Position annotation records:
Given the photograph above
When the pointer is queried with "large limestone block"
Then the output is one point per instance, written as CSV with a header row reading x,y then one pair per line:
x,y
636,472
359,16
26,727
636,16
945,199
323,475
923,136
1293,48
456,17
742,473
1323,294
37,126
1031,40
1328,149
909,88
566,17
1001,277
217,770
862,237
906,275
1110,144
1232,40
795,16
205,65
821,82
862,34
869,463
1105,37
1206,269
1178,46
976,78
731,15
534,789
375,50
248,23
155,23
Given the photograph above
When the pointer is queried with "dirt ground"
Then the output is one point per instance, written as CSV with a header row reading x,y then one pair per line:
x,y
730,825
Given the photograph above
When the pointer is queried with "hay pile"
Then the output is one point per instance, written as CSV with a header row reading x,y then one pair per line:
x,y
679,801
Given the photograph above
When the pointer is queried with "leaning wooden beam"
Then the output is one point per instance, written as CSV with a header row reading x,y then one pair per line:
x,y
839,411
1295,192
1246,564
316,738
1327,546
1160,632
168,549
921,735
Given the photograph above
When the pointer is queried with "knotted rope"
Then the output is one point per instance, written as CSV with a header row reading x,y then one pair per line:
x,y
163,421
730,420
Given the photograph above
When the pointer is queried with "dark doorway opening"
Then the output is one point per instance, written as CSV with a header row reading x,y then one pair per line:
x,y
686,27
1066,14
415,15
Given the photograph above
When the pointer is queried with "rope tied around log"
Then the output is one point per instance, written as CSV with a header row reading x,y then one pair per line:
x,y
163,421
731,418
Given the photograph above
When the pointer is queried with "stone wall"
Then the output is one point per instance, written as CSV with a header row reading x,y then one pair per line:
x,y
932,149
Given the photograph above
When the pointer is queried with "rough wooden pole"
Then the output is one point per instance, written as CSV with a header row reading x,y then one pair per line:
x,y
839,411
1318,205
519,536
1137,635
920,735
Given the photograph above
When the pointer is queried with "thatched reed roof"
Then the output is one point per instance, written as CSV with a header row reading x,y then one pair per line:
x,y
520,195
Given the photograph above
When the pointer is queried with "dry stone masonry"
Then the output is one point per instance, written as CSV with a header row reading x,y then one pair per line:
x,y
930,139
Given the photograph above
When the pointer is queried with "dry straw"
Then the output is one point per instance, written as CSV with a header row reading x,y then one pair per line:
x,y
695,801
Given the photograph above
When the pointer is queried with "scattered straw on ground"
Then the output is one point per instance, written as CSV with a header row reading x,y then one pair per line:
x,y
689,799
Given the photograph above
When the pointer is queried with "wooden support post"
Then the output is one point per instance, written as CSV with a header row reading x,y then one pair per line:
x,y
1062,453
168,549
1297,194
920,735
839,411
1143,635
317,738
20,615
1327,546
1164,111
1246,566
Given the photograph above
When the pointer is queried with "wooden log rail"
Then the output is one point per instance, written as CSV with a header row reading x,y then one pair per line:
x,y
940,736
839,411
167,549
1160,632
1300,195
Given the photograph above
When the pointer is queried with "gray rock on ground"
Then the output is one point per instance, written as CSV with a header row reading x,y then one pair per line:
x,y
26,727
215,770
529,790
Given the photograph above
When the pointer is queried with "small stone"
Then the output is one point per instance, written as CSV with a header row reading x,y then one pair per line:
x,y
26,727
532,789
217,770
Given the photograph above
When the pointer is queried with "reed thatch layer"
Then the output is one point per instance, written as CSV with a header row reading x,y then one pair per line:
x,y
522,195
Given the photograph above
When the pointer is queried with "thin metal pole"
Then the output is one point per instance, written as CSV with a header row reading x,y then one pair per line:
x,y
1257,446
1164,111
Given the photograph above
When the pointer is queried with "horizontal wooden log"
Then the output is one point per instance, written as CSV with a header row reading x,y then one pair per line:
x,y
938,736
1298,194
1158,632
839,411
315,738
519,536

==

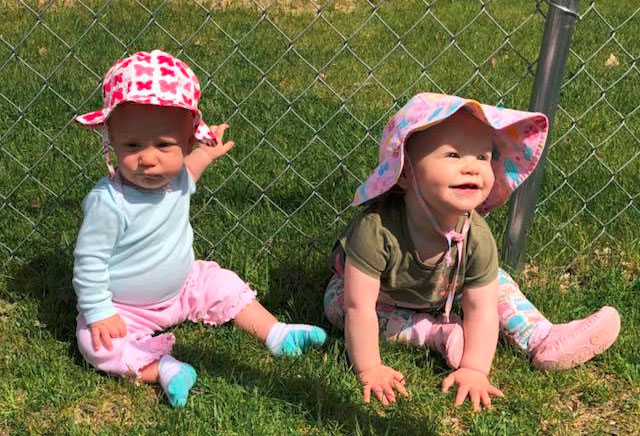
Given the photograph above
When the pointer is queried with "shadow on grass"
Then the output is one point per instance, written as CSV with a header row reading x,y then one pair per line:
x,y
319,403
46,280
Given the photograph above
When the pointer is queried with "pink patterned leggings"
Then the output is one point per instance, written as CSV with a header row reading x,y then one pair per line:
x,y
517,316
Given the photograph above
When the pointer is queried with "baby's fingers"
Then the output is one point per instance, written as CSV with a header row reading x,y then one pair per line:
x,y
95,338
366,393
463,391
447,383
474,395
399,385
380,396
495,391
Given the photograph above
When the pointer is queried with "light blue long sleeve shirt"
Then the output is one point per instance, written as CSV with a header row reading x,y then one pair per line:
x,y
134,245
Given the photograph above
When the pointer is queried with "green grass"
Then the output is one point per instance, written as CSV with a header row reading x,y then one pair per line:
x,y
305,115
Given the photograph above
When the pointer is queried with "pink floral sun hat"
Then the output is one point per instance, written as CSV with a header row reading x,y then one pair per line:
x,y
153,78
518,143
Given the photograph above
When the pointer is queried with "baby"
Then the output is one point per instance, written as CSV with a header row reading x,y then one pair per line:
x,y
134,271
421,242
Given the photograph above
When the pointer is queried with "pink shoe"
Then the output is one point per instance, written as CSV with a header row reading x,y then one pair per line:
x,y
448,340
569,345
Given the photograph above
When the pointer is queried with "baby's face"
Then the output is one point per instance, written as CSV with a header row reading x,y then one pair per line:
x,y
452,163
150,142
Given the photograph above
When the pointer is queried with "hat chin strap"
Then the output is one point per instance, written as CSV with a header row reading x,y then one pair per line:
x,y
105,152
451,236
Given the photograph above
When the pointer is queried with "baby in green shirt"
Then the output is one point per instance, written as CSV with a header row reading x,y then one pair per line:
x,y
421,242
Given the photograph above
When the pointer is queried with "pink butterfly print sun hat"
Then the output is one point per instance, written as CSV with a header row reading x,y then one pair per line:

- **DIRECTIONS FOR THIS TASK**: Give only the number of lines in the records that contain the string "baby", matching uppercase and lowercase exactly.

- **SOLUTION**: 4